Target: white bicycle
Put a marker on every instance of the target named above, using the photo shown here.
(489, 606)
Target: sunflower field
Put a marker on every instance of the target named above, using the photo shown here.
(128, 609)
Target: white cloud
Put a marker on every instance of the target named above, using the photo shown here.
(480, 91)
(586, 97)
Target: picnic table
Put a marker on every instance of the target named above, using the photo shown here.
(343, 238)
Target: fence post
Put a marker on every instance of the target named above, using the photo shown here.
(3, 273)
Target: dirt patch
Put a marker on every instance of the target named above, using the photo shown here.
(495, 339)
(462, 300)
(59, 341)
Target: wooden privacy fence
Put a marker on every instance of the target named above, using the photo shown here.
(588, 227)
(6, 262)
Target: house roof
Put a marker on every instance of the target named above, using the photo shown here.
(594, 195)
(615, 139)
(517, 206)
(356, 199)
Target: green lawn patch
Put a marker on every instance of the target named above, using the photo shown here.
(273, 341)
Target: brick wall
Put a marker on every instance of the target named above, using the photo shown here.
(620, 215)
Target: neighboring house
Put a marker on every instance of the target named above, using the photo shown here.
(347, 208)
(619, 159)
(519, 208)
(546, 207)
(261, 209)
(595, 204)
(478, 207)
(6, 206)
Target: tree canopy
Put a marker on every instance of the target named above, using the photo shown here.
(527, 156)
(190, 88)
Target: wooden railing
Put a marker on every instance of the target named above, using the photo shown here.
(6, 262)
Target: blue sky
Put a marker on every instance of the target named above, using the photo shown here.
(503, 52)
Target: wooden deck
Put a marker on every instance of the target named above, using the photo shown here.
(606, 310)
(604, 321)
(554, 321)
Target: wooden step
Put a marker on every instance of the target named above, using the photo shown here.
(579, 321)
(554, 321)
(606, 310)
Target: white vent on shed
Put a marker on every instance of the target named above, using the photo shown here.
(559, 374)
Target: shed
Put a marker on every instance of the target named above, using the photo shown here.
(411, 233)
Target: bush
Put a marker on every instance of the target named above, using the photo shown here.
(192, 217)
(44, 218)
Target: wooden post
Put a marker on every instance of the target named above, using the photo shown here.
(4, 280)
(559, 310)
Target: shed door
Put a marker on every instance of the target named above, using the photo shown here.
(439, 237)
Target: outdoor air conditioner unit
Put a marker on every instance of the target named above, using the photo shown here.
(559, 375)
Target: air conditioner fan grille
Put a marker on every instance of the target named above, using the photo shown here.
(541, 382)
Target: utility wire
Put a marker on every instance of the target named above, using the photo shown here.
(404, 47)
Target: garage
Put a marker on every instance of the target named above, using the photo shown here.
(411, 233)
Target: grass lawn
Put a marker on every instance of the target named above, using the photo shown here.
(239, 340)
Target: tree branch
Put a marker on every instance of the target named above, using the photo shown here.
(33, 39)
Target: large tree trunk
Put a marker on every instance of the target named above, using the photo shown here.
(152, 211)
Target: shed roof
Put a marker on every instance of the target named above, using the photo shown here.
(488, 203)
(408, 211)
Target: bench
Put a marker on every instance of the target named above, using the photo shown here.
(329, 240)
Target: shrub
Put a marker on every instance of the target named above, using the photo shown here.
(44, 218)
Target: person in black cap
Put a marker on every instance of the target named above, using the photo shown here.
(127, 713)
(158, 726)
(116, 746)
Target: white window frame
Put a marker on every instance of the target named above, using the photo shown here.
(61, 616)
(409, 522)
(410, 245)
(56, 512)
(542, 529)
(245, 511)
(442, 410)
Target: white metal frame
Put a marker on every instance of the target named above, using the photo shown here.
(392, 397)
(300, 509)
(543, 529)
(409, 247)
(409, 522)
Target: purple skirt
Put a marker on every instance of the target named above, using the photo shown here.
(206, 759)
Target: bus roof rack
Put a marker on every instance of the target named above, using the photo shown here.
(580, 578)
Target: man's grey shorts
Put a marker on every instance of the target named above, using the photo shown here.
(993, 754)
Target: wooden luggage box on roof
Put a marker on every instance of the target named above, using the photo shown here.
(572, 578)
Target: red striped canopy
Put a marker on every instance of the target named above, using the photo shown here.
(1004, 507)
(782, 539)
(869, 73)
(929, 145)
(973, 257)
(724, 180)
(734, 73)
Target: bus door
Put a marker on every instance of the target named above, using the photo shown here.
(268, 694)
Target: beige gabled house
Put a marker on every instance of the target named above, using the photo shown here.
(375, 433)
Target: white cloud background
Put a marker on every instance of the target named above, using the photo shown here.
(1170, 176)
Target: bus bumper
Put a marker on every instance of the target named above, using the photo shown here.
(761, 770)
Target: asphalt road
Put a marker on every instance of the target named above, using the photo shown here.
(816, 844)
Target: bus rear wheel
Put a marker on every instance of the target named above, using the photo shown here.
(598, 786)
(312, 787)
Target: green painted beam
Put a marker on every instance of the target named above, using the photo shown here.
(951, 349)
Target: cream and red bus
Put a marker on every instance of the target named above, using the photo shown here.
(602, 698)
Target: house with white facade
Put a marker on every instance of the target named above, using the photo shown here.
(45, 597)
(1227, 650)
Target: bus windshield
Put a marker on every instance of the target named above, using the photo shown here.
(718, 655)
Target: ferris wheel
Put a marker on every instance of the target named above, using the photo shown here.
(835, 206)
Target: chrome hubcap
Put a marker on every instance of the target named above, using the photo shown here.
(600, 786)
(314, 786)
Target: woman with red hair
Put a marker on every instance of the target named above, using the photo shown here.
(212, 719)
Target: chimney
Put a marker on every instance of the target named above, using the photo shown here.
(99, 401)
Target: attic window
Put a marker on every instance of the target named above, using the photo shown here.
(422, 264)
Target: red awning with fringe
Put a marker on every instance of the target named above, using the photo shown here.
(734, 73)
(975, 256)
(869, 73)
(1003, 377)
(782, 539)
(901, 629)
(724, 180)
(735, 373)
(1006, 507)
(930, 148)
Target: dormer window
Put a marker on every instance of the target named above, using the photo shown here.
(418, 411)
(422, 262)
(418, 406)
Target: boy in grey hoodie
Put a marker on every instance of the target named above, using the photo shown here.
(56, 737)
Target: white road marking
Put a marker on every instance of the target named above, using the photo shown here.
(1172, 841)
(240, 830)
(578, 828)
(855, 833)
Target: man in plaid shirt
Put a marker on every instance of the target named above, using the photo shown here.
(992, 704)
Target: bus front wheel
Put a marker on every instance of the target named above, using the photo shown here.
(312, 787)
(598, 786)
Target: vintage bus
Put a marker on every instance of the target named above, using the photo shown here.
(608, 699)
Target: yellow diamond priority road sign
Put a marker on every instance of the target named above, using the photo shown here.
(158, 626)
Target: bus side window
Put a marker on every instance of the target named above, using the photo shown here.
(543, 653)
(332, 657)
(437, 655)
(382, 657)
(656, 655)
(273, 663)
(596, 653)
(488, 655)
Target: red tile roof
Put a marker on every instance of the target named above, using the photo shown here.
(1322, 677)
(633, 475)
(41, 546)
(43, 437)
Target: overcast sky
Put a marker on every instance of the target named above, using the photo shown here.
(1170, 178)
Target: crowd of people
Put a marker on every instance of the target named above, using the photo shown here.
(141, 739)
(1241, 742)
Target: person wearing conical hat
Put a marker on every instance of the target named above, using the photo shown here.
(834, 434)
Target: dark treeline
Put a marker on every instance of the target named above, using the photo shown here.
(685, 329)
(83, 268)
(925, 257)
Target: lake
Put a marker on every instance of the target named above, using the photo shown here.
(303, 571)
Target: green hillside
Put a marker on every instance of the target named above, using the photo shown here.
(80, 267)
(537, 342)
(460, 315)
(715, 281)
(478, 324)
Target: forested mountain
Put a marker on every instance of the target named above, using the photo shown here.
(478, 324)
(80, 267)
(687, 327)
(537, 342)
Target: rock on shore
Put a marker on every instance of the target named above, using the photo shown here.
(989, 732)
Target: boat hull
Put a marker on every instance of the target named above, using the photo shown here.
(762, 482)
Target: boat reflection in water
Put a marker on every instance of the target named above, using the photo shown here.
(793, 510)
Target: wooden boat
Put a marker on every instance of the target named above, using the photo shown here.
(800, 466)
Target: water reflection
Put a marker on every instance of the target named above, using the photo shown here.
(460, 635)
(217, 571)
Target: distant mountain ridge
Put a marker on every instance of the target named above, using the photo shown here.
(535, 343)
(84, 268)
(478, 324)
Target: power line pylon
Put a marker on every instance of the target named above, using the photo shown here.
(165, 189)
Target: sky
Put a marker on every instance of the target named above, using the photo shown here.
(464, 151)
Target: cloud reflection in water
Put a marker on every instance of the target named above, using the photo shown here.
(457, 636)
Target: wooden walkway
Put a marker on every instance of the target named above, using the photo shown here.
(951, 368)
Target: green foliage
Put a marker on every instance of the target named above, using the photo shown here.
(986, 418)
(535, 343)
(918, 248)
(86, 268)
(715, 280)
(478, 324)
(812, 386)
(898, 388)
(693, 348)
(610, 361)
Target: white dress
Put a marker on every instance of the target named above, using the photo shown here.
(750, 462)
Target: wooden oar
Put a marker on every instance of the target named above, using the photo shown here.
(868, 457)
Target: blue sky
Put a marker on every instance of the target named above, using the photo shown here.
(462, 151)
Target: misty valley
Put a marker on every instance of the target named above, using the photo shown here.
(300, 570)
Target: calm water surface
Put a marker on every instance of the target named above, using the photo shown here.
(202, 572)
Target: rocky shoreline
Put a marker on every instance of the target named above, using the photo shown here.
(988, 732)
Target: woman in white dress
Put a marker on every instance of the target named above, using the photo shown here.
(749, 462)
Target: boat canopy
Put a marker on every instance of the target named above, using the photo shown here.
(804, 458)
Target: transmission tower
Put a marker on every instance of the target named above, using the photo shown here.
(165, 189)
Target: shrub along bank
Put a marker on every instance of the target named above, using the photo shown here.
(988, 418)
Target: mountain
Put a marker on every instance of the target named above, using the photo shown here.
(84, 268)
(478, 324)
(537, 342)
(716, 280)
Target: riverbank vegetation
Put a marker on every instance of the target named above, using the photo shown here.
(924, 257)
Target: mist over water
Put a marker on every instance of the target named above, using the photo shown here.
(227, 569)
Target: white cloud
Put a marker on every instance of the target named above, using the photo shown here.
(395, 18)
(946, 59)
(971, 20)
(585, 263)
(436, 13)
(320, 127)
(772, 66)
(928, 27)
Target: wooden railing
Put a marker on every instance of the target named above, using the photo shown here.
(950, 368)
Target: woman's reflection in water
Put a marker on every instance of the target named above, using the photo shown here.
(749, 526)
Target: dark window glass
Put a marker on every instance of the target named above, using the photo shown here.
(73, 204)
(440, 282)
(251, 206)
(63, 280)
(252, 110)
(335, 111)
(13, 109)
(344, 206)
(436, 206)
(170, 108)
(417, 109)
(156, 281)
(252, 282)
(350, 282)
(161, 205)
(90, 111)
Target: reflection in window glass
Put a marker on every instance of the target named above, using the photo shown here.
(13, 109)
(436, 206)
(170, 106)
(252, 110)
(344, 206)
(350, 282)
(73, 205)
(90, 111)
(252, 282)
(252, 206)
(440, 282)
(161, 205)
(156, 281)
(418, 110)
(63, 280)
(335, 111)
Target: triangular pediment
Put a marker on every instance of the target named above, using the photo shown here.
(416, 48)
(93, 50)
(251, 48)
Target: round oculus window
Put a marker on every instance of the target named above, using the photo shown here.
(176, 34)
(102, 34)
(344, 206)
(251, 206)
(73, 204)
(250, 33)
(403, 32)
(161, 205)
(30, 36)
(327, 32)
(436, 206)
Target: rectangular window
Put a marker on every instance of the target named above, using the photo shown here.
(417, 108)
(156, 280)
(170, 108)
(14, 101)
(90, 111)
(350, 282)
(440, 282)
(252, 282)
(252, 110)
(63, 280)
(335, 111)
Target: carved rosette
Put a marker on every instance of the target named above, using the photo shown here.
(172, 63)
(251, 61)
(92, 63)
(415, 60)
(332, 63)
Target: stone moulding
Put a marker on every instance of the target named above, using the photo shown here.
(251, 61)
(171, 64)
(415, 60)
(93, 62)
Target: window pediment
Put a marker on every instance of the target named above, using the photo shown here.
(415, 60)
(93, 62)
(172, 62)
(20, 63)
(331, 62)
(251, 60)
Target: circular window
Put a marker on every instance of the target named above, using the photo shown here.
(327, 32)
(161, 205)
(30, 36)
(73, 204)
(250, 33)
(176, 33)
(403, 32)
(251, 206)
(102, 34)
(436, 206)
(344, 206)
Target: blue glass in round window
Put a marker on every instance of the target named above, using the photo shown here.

######

Every line in the material above that has the word "road" should be copied.

* RESPONSE
Target: asphalt road
Target: white road marking
Target: yellow diamond priority road sign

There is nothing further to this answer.